Using the kayak roll guide, answer each question on its own line.
(a) In what type of kayak is the Eskimo Roll practiced?
(b) Whose video supplies the steps the guide covers?
(c) According to the guide, why should you bring your body forward against the front deck?

◆ PASSAGE ◆
** Begin **

How to do an Eskimo Roll?
Every kayaker will flip over at some point in his or her early paddling career. Flipping over in a kayak is really just part of the game and can actually be fun, but there are other times when being upside down in a kayak can lead to a dangerous situation. For this reason, every kayaker should learn how to right themselves in these situations.
The Eskimo Roll is a technique which is practiced in sit-inside kayaks. For non-sit-inside kayaks, then you will need to learn other techniques for re-entry.
Whether your kayak flips due to rough water, or simply from losing your balance, you can keep yourself safe by learning how to roll a kayak. The Eskimo Roll is one of the most common techniques to recover the situation if you ever happen to capsize.
Remember that learning to roll can be quite easy, but doing it in real life situation is different. So keep practicing regularly.
In this blog post we take a look at the steps instructed by Buck Johnson in this video, learn how to Eskimo Roll a Kayak in Monterey at Fisherman’s Wharf.
Let’s dive in!
So the first thing you should remember while doing an Eskimo Roll is that you need to be relaxed, the more relaxed you are, the more limber and easy it is going to be to roll the kayak.
There are 5 points in rolling –
Setting up for a roll is important, not only during practice but also during normal kayaking. It will help you roll over quickly and efficiently.
The first thing you need to do is to bring your body forwards and up against the front deck of the kayak. This is to ensure that you don't smack your face into any rocks.
Lean forward towards the deck and keep your head down. Keep your right arm almost straight and place the paddle as forward and as far down as possible. Sit firmly, meaning that your knees are touching the deck, and your heels are against the bottom. This will prevent you from falling out of the kayak during the roll.

** End **

◆ RECORDS PROVIDED ◆

** Begin **

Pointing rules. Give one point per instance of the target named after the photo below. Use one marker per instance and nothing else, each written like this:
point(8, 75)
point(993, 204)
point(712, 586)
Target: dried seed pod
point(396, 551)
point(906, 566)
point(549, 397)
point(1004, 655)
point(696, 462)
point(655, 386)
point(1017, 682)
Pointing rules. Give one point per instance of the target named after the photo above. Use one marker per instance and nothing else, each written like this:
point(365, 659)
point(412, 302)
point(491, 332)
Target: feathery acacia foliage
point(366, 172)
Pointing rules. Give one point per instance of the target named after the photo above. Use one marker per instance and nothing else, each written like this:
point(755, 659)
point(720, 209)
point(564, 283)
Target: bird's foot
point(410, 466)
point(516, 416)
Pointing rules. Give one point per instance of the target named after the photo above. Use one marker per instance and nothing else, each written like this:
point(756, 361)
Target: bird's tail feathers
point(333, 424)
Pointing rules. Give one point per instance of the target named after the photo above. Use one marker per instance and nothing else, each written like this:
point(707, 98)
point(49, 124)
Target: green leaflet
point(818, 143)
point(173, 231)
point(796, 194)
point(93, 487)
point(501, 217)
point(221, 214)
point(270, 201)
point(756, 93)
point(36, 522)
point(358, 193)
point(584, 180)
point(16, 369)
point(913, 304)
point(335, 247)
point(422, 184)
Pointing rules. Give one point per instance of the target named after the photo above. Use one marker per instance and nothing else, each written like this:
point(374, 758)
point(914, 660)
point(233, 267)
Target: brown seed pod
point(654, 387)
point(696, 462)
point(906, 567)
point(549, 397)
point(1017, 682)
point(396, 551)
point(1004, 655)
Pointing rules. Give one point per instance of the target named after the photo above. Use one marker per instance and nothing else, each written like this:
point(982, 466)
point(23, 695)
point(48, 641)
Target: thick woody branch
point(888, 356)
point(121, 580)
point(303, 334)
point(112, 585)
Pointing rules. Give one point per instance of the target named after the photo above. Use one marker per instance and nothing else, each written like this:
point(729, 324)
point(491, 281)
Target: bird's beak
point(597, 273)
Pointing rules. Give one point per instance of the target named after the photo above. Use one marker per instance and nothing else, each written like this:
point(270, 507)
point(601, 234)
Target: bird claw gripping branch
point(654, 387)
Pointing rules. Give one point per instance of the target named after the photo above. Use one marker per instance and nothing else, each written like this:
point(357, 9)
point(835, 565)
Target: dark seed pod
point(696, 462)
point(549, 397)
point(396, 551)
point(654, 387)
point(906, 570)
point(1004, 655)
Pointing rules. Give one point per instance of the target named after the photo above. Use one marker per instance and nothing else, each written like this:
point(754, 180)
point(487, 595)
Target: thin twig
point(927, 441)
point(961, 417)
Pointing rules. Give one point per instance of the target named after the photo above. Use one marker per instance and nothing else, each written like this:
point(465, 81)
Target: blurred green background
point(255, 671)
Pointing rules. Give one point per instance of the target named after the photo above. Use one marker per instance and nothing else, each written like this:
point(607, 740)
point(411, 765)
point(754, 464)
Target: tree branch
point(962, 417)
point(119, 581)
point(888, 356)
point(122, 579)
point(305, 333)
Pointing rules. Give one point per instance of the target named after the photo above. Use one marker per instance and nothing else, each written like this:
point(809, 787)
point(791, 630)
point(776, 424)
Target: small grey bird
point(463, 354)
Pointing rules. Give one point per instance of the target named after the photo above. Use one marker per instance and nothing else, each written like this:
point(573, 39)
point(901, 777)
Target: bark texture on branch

** End **

◆ OUTPUT OF THE EXERCISE ◆
(a) Sit-inside kayaks.
(b) Buck Johnson's.
(c) So that you don't smack your face into any rocks.